Stored records
━━━━━━━━━━
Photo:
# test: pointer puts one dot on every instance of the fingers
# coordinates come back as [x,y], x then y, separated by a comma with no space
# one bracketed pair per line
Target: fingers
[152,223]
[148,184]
━━━━━━━━━━
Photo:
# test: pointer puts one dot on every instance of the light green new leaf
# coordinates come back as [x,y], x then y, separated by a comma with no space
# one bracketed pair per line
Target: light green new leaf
━━━━━━━━━━
The problem
Select every line in the records above that contains the word "leaf" and copy those lines out. Case matters, so a word differing only in capitalization does not count.

Solution to the exercise
# test: pointer puts one dot on every instance of the light green new leaf
Target: light green new leaf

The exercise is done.